== GIVEN TASK ==
Write out all the material exactly. Leave nothing out.

== EXTRACTED INFORMATION ==
------------------------------------------------------------

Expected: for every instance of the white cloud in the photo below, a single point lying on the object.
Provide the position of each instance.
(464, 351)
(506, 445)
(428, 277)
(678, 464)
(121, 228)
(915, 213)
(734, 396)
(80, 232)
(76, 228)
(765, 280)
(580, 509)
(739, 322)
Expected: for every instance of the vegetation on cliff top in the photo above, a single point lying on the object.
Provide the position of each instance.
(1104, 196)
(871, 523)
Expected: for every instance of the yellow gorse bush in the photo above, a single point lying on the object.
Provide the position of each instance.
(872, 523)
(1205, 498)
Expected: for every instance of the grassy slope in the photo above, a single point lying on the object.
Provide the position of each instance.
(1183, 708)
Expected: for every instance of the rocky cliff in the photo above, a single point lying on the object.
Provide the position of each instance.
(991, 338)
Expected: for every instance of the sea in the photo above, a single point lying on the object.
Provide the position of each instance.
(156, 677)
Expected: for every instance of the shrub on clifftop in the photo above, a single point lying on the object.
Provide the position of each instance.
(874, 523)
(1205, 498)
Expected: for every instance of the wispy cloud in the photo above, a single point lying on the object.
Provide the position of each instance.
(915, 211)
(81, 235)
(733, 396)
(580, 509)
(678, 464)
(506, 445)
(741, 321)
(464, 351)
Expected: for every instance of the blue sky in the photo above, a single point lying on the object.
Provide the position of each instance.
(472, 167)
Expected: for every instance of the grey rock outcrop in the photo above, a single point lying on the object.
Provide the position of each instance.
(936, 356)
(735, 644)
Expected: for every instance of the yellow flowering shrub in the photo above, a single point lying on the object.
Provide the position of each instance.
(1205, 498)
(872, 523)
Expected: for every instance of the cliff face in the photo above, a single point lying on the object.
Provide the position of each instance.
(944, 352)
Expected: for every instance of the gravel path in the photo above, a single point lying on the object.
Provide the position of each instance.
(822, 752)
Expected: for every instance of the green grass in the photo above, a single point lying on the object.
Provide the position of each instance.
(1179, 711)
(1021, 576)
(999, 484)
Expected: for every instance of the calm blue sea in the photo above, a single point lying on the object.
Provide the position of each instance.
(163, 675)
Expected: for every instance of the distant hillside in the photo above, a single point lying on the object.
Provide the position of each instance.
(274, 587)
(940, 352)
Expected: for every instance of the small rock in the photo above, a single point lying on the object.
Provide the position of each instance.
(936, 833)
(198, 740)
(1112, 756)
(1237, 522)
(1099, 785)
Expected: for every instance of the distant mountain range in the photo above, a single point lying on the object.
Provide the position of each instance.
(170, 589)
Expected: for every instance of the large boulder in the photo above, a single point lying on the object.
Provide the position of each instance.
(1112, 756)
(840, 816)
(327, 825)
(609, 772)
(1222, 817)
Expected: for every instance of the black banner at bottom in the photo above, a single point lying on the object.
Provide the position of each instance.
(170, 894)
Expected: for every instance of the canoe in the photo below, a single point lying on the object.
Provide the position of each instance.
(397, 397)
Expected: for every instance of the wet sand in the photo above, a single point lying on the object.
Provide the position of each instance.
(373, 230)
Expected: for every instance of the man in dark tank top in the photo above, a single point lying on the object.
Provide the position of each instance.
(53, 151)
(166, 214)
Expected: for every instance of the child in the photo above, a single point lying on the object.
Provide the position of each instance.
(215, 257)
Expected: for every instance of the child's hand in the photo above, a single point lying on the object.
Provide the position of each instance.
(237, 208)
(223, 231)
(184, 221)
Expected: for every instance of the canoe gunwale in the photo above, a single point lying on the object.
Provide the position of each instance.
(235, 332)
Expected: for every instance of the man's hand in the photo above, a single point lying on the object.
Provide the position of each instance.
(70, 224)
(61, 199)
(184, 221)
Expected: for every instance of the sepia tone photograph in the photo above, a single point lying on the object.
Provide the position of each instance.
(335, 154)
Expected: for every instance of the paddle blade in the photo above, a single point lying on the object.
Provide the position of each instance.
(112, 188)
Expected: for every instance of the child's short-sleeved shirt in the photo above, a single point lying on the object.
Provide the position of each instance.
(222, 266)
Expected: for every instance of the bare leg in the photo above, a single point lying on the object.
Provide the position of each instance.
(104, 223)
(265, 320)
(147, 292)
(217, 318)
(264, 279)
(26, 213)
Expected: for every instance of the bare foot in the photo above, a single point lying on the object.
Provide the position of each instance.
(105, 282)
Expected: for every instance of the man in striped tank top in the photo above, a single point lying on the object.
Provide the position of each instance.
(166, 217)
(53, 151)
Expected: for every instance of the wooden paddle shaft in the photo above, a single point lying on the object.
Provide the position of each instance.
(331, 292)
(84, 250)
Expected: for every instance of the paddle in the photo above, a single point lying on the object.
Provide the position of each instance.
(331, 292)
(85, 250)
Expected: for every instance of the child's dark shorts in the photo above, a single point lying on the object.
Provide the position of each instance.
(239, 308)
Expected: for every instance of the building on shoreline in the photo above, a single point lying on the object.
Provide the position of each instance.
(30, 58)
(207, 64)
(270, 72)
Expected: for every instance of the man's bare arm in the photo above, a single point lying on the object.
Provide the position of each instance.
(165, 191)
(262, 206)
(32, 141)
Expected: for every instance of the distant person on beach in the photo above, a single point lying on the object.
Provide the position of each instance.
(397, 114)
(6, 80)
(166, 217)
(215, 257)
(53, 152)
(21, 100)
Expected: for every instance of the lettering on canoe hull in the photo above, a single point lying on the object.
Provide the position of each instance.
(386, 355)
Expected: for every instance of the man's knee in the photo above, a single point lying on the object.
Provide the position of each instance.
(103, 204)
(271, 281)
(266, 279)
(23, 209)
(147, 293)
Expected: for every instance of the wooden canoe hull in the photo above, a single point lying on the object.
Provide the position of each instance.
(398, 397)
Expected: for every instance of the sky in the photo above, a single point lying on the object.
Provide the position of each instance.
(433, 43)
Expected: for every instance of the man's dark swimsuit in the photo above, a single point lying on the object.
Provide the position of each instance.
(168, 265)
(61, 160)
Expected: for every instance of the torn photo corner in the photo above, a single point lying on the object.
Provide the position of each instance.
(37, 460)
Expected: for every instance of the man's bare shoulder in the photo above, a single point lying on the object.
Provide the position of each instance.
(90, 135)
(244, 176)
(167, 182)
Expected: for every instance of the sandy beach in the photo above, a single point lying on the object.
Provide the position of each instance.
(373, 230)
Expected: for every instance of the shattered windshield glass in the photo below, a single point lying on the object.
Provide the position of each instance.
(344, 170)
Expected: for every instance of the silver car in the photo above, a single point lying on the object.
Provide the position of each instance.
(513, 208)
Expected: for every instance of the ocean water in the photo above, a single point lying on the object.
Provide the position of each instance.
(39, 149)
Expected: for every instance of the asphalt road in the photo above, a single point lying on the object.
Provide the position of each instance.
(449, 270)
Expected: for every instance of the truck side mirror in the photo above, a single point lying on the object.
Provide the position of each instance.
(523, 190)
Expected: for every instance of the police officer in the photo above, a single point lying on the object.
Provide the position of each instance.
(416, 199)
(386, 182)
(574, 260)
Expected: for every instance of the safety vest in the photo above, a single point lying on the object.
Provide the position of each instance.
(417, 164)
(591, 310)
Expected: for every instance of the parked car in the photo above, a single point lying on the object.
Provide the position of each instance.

------------------------------------------------------------

== RESPONSE TO THIS TASK ==
Expected: for every instance of the white cloud in the photo below, a single point lying on the object.
Provide the position of each instance.
(464, 351)
(506, 445)
(428, 277)
(678, 464)
(121, 228)
(915, 213)
(734, 396)
(80, 232)
(76, 228)
(765, 280)
(580, 509)
(739, 322)
Expected: for every instance of the vegetation on cliff top in the photo above, a single point lying on the object.
Provide the position of each instance.
(1104, 196)
(871, 523)
Expected: for every instance of the yellow gorse bush in the photo above, a single point lying on the object.
Provide the position of each instance.
(872, 523)
(1205, 498)
Expected: for every instance of the grassy slope in the photo above, a single point lying on the object.
Provide the position of each instance.
(1183, 708)
Expected: for every instance of the rocky cliff in the photo above, a single point lying on the object.
Provide the position of each instance.
(991, 338)
Expected: for every instance of the sea in the photo above, a single point lying on the object.
Provide the position of each instance.
(156, 677)
Expected: for every instance of the shrub on clifftop in the photo above, a single point lying on the object.
Provide the position of each instance.
(874, 523)
(1205, 498)
Expected: for every instance of the wispy cloud in the photo above, a single point lying on the object.
Provide the position of each instance.
(915, 211)
(81, 235)
(733, 396)
(580, 509)
(678, 464)
(506, 445)
(741, 321)
(464, 351)
Expected: for every instance of the blue sky in the photo above, a single point lying on the object.
Provide the position of each instance.
(472, 167)
Expected: for every instance of the grey rock outcrop in the photo above, a single point lying on the object.
Provide the position of each instance.
(936, 356)
(735, 644)
Expected: for every instance of the yellow flowering shrub in the photo above, a single point lying on the object.
Provide the position of each instance.
(1205, 498)
(872, 523)
Expected: for every instance of the cliff face in the photo above, a single point lying on the object.
Provide the position of each instance.
(944, 352)
Expected: for every instance of the gravel path in the photo above, a single point lying on the object.
Provide the position of each instance.
(822, 752)
Expected: for every instance of the green grass in the photo above, a single point lying on the object.
Provide the position of each instance.
(1179, 711)
(1021, 576)
(999, 484)
Expected: for every instance of the calm blue sea in the photo above, a single point lying on the object.
Provide the position of each instance.
(163, 675)
Expected: for every instance of the distant hillside in the photo above, a single point lying on the object.
Provide the position of each instance.
(274, 587)
(940, 352)
Expected: for every instance of the small rock in the photo above, a single point lying on the object.
Provide the position of each instance.
(936, 833)
(198, 740)
(1112, 756)
(1237, 522)
(1099, 785)
Expected: for every instance of the distant mountain range in the photo above, a single point lying on the object.
Provide the position of each instance.
(170, 589)
Expected: for every instance of the large boulder in the photo above, a single point lying on the object.
Provide the position of each instance.
(1112, 756)
(840, 816)
(327, 825)
(609, 772)
(1222, 817)
Expected: for every instance of the black banner at bottom in the photo above, a single point lying on the object.
Provide the position of each instance.
(170, 894)
Expected: for every instance of the canoe in the photo below, a single point lying on the object.
Provide the position of each instance.
(397, 397)
Expected: for every instance of the wet sand in the photo above, a single point lying on the object.
Provide the position of each instance.
(373, 230)
Expected: for every instance of the man in dark tank top in the photo above, a single point lying on the object.
Provide the position of each instance.
(53, 151)
(166, 214)
Expected: for every instance of the child in the photo above, a single point lying on the object.
Provide the position of each instance.
(215, 257)
Expected: for every instance of the child's hand in the photo above, a single point lying on the object.
Provide the position of each instance.
(237, 208)
(223, 231)
(184, 221)
Expected: for every instance of the canoe gunwale in the photo above, a single point lying on the object.
Provide the position of each instance.
(235, 332)
Expected: for every instance of the man's hand in the photo above, a single point lying on the object.
Provide the position of each instance.
(70, 224)
(61, 199)
(184, 221)
Expected: for every instance of the sepia tone photograph in the photo above, a single point lying on the object.
Provide the position of each instance.
(335, 154)
Expected: for every instance of the paddle blade in the photo above, a single point lying on the object.
Provide the position of each instance.
(112, 188)
Expected: for every instance of the child's short-sleeved shirt in the photo above, a single point lying on the object.
Provide the position of each instance.
(222, 266)
Expected: for every instance of the bare leg in the photo above, a single point lying on the object.
Provide the position of each instance.
(104, 223)
(265, 320)
(147, 292)
(217, 318)
(264, 279)
(26, 213)
Expected: for every instance of the bare foot in the photo above, a single point lying on the object.
Provide the position of each instance.
(105, 282)
Expected: for every instance of the man in striped tank top in the photo above, a single point lying on the object.
Provide the position of each instance.
(166, 217)
(53, 151)
Expected: for every instance of the wooden paddle shaft in the photo above, a single point lying on the object.
Provide the position of each instance.
(331, 292)
(84, 250)
Expected: for every instance of the paddle in the photo above, a single point lying on the object.
Provide the position of each instance.
(331, 292)
(85, 250)
Expected: for every instance of the child's dark shorts in the photo above, a single point lying on the object.
Provide the position of each instance.
(239, 308)
Expected: for every instance of the building on shoreline in the photo above, a single point lying on the object.
Provide the position of each instance.
(30, 58)
(207, 64)
(270, 72)
Expected: for every instance of the man's bare arm in the photo above, a single point lying on the object.
Provide the position of each instance.
(165, 191)
(262, 206)
(32, 141)
Expected: for every instance of the distant person on beach in the photo above, a single point lying on the object.
Provide the position of each instance.
(397, 114)
(6, 80)
(166, 217)
(215, 257)
(53, 152)
(21, 100)
Expected: for every instance of the lettering on canoe hull in the photo above, a single point lying on the object.
Provide the position of each instance.
(386, 355)
Expected: for every instance of the man's knee in the photo above, a single point lying on the object.
Provide the position of each instance.
(103, 204)
(271, 281)
(266, 279)
(23, 209)
(147, 293)
Expected: for every instance of the wooden canoe hull in the photo above, a single point lying on the object.
Provide the position of each instance.
(398, 397)
Expected: for every instance of the sky in the photo above, a single point lying on the object.
Provide the position of each instance.
(433, 43)
Expected: for every instance of the man's dark swimsuit in the photo above, a single point lying on the object.
Provide the position of each instance.
(168, 265)
(61, 160)
Expected: for every instance of the torn photo corner in the photo above, a single point lying on the object.
Provide the position of each instance.
(37, 460)
Expected: for every instance of the man's bare shoulder in the photo above, a single point lying on the object.
Provide the position of each instance.
(90, 135)
(244, 176)
(167, 182)
Expected: for every instance of the sandy beach in the photo above, a single point lying on the object.
Provide the position of each instance.
(373, 230)
Expected: for every instance of the shattered windshield glass in the photo below, a single point lying on the object.
Provide the position of each instance.
(344, 170)
Expected: for every instance of the silver car in the photo above, a single point lying on the object.
Provide the position of each instance.
(513, 208)
Expected: for every instance of the ocean water in the photo above, a single point lying on the object.
Provide the position of each instance.
(39, 149)
Expected: for every instance of the asphalt road in the photo above, a single point lying on the object.
Provide the position of each instance.
(449, 270)
Expected: for every instance of the truck side mirror in the photo above, a single point lying on the object.
Provide the position of each instance.
(523, 190)
Expected: for every instance of the police officer in the photo above, a single point lying on the object.
Provide the position of each instance.
(416, 199)
(386, 182)
(574, 260)
Expected: for every instance of the safety vest in the photo above, a single point lying on the object.
Provide the position of each instance.
(417, 164)
(591, 310)
Expected: for every instance of the parked car in the photo above, a single point lying on the object.
Provide the position of each instance.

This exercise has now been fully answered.